**Cuplikan Data**
------------------------------------------------------------------------

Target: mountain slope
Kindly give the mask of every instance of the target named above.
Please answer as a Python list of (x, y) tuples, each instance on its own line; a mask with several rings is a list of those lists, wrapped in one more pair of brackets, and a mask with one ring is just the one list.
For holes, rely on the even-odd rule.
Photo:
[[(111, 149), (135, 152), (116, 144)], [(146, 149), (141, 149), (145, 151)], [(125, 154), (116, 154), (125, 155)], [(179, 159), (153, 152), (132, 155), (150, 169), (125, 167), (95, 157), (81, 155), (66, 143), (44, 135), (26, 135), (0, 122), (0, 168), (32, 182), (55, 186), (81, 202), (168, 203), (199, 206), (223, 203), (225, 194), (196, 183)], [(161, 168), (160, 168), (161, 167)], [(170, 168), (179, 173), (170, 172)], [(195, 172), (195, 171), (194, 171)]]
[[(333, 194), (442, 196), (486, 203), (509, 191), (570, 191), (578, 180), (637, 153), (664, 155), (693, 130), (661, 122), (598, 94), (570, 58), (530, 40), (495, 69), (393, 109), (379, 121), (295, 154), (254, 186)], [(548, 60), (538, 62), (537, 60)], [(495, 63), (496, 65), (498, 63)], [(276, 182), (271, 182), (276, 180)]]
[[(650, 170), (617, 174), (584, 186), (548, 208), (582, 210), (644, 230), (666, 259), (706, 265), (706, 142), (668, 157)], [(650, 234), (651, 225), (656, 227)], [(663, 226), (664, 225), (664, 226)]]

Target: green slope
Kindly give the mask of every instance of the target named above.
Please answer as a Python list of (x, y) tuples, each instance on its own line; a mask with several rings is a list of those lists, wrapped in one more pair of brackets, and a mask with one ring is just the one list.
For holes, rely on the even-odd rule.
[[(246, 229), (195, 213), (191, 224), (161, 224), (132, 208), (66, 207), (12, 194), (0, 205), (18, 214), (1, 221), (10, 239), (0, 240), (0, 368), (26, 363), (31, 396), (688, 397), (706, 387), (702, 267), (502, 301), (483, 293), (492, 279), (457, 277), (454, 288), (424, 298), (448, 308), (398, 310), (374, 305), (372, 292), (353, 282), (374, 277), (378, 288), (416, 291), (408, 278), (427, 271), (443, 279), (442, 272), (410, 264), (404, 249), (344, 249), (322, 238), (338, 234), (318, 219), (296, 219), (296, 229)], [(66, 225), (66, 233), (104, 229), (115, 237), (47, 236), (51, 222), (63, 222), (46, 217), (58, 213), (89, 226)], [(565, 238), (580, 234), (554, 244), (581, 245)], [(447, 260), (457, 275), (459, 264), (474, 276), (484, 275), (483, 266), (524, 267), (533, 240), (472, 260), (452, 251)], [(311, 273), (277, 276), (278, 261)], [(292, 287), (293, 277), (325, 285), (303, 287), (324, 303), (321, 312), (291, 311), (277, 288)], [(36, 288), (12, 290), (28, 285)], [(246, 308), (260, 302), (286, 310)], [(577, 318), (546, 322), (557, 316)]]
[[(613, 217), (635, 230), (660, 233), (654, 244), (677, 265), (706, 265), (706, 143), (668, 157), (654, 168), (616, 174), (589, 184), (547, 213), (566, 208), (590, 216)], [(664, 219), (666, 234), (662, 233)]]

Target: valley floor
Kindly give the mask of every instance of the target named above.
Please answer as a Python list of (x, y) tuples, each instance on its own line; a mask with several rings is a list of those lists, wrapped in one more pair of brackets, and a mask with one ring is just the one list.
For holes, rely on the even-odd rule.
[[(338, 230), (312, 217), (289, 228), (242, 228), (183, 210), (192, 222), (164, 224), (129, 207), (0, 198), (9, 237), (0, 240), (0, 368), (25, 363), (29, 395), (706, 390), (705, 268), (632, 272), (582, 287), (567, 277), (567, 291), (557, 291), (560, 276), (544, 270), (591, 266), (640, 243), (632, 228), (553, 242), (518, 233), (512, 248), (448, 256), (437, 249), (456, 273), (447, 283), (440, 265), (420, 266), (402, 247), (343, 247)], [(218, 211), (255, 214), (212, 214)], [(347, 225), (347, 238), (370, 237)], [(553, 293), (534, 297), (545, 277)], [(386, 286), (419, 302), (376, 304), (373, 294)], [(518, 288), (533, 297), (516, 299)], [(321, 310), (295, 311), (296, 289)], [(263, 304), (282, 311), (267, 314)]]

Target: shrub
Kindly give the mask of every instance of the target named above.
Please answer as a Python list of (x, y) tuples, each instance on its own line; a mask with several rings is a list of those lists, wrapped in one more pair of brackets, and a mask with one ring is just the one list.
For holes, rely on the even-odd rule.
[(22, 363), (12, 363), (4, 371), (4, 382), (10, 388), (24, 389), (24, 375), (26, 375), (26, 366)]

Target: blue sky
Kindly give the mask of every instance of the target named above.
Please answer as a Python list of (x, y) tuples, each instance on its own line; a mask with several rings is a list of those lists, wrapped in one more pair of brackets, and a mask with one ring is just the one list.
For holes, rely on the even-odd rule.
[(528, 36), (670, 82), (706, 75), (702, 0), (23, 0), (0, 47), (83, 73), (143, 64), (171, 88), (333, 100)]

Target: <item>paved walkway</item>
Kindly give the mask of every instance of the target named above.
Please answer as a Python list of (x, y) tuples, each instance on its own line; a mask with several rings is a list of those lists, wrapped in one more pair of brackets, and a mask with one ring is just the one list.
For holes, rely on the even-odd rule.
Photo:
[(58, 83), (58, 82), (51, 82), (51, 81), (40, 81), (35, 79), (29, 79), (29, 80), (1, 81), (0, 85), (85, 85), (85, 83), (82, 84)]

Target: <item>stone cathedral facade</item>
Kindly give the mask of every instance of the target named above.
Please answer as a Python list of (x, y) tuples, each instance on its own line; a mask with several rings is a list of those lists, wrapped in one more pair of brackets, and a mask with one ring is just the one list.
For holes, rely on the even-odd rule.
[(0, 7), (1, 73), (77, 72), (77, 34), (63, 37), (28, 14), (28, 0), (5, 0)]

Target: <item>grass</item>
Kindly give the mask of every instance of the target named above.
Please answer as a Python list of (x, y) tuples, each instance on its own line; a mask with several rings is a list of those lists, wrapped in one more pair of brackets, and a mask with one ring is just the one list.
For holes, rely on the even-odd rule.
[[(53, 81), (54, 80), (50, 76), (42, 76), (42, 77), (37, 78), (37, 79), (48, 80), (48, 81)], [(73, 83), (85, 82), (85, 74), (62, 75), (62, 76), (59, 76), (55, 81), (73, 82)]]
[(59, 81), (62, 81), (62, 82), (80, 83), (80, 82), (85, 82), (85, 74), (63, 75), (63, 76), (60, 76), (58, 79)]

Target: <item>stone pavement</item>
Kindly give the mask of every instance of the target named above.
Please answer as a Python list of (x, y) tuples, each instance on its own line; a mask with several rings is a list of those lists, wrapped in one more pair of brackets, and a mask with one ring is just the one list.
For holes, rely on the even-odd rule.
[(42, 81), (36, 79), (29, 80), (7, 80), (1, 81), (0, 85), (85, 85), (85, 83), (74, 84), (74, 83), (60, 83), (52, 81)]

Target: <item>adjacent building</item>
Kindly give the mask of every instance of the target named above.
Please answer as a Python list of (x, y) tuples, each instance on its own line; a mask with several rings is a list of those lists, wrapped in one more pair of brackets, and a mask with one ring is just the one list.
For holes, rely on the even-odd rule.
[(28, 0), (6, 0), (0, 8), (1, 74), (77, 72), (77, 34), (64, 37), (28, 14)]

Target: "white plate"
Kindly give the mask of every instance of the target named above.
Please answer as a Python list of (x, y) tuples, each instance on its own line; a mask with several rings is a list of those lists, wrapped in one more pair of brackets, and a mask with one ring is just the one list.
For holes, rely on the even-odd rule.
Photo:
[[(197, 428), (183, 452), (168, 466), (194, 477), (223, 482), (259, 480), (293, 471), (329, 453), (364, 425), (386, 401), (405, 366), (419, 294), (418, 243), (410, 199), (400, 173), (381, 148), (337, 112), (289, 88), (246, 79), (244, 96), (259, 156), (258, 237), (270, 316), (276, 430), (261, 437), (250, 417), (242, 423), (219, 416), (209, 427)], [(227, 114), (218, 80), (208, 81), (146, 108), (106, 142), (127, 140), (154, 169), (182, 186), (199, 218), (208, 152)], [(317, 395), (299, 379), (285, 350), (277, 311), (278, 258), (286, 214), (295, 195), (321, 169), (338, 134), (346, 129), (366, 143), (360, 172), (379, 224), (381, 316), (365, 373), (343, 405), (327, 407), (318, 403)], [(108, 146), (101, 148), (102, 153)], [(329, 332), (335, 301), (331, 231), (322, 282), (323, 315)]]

------------------------------------------------------------------------

**Petunjuk Latihan**
Tuliskan kembali tanpa perubahan bagian materi di atas, mulai dari baris yang memuat "Target: <item>paved walkway</item>" sampai dengan baris yang memuat "83), (82, 84)]", termasuk kedua baris tersebut.

**Jawaban yang Diharapkan**
Target: <item>paved walkway</item>
Kindly give the mask of every instance of the target named above.
Please answer as a Python list of (x, y) tuples, each instance on its own line; a mask with several rings is a list of those lists, wrapped in one more pair of brackets, and a mask with one ring is just the one list.
For holes, rely on the even-odd rule.
Photo:
[(58, 83), (58, 82), (51, 82), (51, 81), (40, 81), (35, 79), (29, 79), (29, 80), (1, 81), (0, 85), (85, 85), (85, 83), (82, 84)]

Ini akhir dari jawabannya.